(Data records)
--------

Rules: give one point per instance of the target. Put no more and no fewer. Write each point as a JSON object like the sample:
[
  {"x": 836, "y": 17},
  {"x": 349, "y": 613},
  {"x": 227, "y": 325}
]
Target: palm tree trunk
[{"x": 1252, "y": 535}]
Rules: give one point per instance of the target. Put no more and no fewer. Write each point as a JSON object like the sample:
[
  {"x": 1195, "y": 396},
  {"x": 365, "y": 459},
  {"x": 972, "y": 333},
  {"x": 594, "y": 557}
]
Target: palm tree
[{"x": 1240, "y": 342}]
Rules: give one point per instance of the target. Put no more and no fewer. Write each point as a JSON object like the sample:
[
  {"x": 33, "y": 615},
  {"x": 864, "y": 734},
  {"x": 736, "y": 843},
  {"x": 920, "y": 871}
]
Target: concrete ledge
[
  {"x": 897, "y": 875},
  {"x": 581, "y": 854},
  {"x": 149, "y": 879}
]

--------

Please edit the entries above so that each "Rules" becomes "Instructions", leaving everything else unchanged.

Instructions: give one point per instance of the target. Put no more and no fewer. Write each point as a JSON object like the sample:
[
  {"x": 836, "y": 17},
  {"x": 349, "y": 613},
  {"x": 227, "y": 325}
]
Target: palm tree trunk
[{"x": 1252, "y": 535}]
Instructions: give one point per instance of the target. Put no more and no fewer. Write each point as a JSON object like the sample:
[
  {"x": 1195, "y": 396},
  {"x": 365, "y": 459},
  {"x": 972, "y": 333},
  {"x": 594, "y": 557}
]
Target: palm tree
[{"x": 1240, "y": 342}]
Instructions: give one point per instance of the target. Put no more and no fewer. Write each point as a JSON object like the sample:
[
  {"x": 33, "y": 615},
  {"x": 864, "y": 734},
  {"x": 736, "y": 843},
  {"x": 920, "y": 871}
]
Target: concrete ledge
[
  {"x": 897, "y": 875},
  {"x": 581, "y": 854},
  {"x": 149, "y": 879}
]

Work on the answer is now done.